I doubt that list is complete and I'm sorry but I can only suggest that you contact the publishers and inform them of the issue.

aucampia commented 2 years ago

@keloemma please include the version of RDFLib you use, and if possible include a specific snippet of the file that causes the failure as an attachment so we can eliminate encoding problems?

I tried the following two snippets:

curl --silent http://kaiko.getalp.org/static/ontolex/latest/fr_dbnary_ontolex.ttl.bz2 \
  | bunzip2 - > fr_dbnary_ontolex.ttl
sha256sum fr_dbnary_ontolex.ttl 

sed -n -e '1,20p' -e '2093000,2095000p' fr_dbnary_ontolex.ttl \
  | pipx run --spec git+https://github.com/RDFLib/rdflib.git@master#egg=rdflib \
  rdfpipe -i ttl -o ntriples - > /dev/null

sed -n -e '1,20p' -e '2068698,2068740p' fr_dbnary_ontolex.ttl \
  | pipx run --spec git+https://github.com/RDFLib/rdflib.git@master#egg=rdflib \
  rdfpipe -i ttl -o ntriples - > /dev/null

But both of them work without problem.

aucampia commented 2 years ago
result = g.parse('fr_dbnary_ontolex.ttl', format='n3') #

Is there a reason why you are using n3 for a turtle file? Maybe try with ttl/turtle - n3 is not ratified AFAIK.

aucampia commented 2 years ago

Snippets work fine with n3 also:

sed -n -e '1,20p' -e '2093000,2095000p' fr_dbnary_ontolex.ttl \
  | pipx run --spec git+https://github.com/RDFLib/rdflib.git@master#egg=rdflib \
  rdfpipe -i n3 -o ntriples - > /dev/null

sed -n -e '1,20p' -e '2068698,2068740p' fr_dbnary_ontolex.ttl \
  | pipx run --spec git+https://github.com/RDFLib/rdflib.git@master#egg=rdflib \
  rdfpipe -i n3 -o ntriples - > /dev/null
aucampia commented 2 years ago

The whole file parses fine with turtle:

$ pipx run --spec git+https://github.com/RDFLib/rdflib.git@master#egg=rdflib \
>   rdfpipe -i ttl -o ntriples fr_dbnary_ontolex.ttl > /dev/null
⚠️  rdfpipe is already on your PATH and installed at
    /home/iwana/.local/bin/rdfpipe. Downloading and running anyway.

______

- [What needs to be done] Carry the RDFLib parsing discussion above forward, picking up right after its final line.

- [Data lines]
______

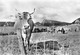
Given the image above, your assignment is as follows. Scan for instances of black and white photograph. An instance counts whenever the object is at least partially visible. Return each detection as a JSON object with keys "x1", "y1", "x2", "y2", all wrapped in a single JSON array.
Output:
[{"x1": 0, "y1": 0, "x2": 80, "y2": 55}]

______

- [Task output]
/home/iwana/.local/pipx/.cache/c3d9a88c982b951/lib64/python3.10/site-packages/rdflib/plugins/serializers/nt.py:36: UserWarning: NTSerializer always uses UTF-8 encoding. Given encoding was: None
  warnings.warn(

Can you double check the integrity of the file? I suspect that the encoding of the file you are processing is messed up:

$ sha256sum fr_dbnary_ontolex.ttl 
44a78a798f17835626f5fc1e433d7b644a01546cc31e12679de5bce79c1e0015  fr_dbnary_ontolex.ttl
keloemma commented 2 years ago

@keloemma please include the version of RDFLib you use, and if possible include a specific snippet of the file that causes the failure as an attachment so we can eliminate encoding problems?

I tried the following two snippets:

curl --silent http://kaiko.getalp.org/static/ontolex/latest/fr_dbnary_ontolex.ttl.bz2 \
  | bunzip2 - > fr_dbnary_ontolex.ttl
sha256sum fr_dbnary_ontolex.ttl 

sed -n -e '1,20p' -e '2093000,2095000p' fr_dbnary_ontolex.ttl \
  | pipx run --spec git+https://github.com/RDFLib/rdflib.git@master#egg=rdflib \
  rdfpipe -i ttl -o ntriples - > /dev/null

sed -n -e '1,20p' -e '2068698,2068740p' fr_dbnary_ontolex.ttl \
  | pipx run --spec git+https://github.com/RDFLib/rdflib.git@master#egg=rdflib \
  rdfpipe -i ttl -o ntriples - > /dev/null

But both of them work without problem.

Hello , thank you, I put a view of the beginning of the file in my first question since The file is quite huge the error might be at different location of the file.

I have another question I

aucampia commented 2 years ago

Presumably the whole file is this http://kaiko.getalp.org/static/ontolex/latest/fr_dbnary_ontolex.ttl.bz2?

I tried parsing it with n3 also and also had no problems:

$ time pipx run --spec git+https://github.com/RDFLib/rdflib.git@master#egg=rdflib rdfpipe -i n3 -o ntriples fr_dbnary_ontolex.ttl > /dev/null
⚠️  rdfpipe is already on your PATH and installed at
    /home/iwana/.local/bin/rdfpipe. Downloading and running anyway.
/home/iwana/.local/pipx/.cache/c3d9a88c982b951/lib64/python3.10/site-packages/rdflib/plugins/serializers/nt.py:36: UserWarning: NTSerializer always uses UTF-8 encoding. Given encoding was: None
  warnings.warn(

real    14m39.046s
user    14m25.563s
sys 0m10.268s

The first ~1000 lines of the file also parses fine:

$ sed -n -e '1,1004p' fr_dbnary_ontolex.ttl \
>   | pipx run --spec git+https://github.com/RDFLib/rdflib.git@master#egg=rdflib \
>   rdfpipe -i turtle -o ntriples - > /dev/null
⚠️  rdfpipe is already on your PATH and installed at
    /home/iwana/.local/bin/rdfpipe. Downloading and running anyway.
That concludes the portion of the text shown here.